## [YOUR OBJECTIVE]
In the article on performance management practices, whose day-to-day responsibility is performance management said to be?

━━━ TEXT SECTION

Performance Management Practices: It’s not an HR ‘Thing’ – Its ‘The’ way of managing business

 This is the first in a series of three articles on Performance Management Practices prepared for The Stabroek Business by the Mersu Caribbean Consulting Group, a Trinidad and Tobago-based Image Management, Public Relations and Business Consulting Group 

By Averil Williams   

The current global recession has forced companies worldwide; to take a step back and utilize their analytical lenses to relook the way performance management is handled, and to enhance the methods that are used in conducting business. Business leaders are aware, this approach will deliver achievement of the desired performance that is needed to sustain yields in productivity and human performance. When married with factors that drive results this technique ensures strategic objectives are realized. The result is an effective system instituted to manage performance and implement change.

Have you ever heard or uttered this question before? “Why can’t Human Resource (HR) solve the problem of performance management?” The truth is, performance management is not an HR problem; it is an organizational problem. As an Organization Development Analyst and Performance Improvement Consultant, I’ve been auditing and evaluating business management systems for many years. I find it odd that employees and upper management alike talk about performance management as having its place in the Human Resource Depart-ment, separate and apart from the “Real World” of managing business.

The reality is, Performance management is the day-to-day responsibility of everyone within the organization, especially managers and supervisors. Human resource can provide templates and models, execute training, and offer advice, but the HR community should not assume sole responsibility for what is an important aspect of managing an organization from the Executive to the ‘Shop-floor’ level; this should be an inclusive process.

What is Performance Management?

Performance Management is a disciplined approach to understanding, monitoring and managing drivers of performance of organizations. So what exactly is performance management? The basic idea of performance management is to balance resources and targets on one hand and efficiency and quality on the other, as well as possible, and to ensure that the desired effects are cost-efficiently.

━━━━━━
━━━ ROWS

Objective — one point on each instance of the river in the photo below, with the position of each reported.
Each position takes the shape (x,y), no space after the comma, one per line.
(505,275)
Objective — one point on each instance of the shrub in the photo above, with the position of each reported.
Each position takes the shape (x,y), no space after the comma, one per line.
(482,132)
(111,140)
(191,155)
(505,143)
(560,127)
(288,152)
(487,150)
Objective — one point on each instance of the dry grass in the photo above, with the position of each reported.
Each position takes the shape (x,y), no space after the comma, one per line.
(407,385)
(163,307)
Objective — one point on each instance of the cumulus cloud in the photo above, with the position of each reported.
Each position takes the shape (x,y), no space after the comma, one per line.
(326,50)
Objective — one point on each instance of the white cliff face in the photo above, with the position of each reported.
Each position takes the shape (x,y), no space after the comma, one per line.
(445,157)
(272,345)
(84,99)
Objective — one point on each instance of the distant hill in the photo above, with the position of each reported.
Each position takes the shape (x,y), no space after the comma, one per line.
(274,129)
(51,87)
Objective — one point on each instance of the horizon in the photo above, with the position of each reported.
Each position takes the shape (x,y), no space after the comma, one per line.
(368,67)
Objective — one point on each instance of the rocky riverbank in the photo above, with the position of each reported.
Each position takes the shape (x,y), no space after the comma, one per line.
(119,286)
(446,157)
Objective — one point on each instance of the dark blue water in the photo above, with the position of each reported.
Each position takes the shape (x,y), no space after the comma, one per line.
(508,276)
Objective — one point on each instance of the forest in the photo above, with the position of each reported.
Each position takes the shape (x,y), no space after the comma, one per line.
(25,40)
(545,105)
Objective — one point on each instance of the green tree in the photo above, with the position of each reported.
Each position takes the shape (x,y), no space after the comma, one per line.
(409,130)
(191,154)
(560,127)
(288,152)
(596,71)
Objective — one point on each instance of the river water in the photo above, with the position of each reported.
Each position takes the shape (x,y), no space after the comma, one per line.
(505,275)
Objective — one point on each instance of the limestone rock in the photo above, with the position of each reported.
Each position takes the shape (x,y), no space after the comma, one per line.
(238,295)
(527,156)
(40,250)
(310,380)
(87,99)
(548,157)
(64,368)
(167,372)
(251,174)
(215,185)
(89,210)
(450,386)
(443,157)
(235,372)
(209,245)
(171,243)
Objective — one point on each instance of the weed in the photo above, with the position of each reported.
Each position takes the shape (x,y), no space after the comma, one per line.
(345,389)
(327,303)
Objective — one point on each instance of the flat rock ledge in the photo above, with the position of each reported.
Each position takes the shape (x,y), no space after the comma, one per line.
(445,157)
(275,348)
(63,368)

━━━━━━

## [OUTPUT OF THE TASK]
Everyone within the organization, especially managers and supervisors.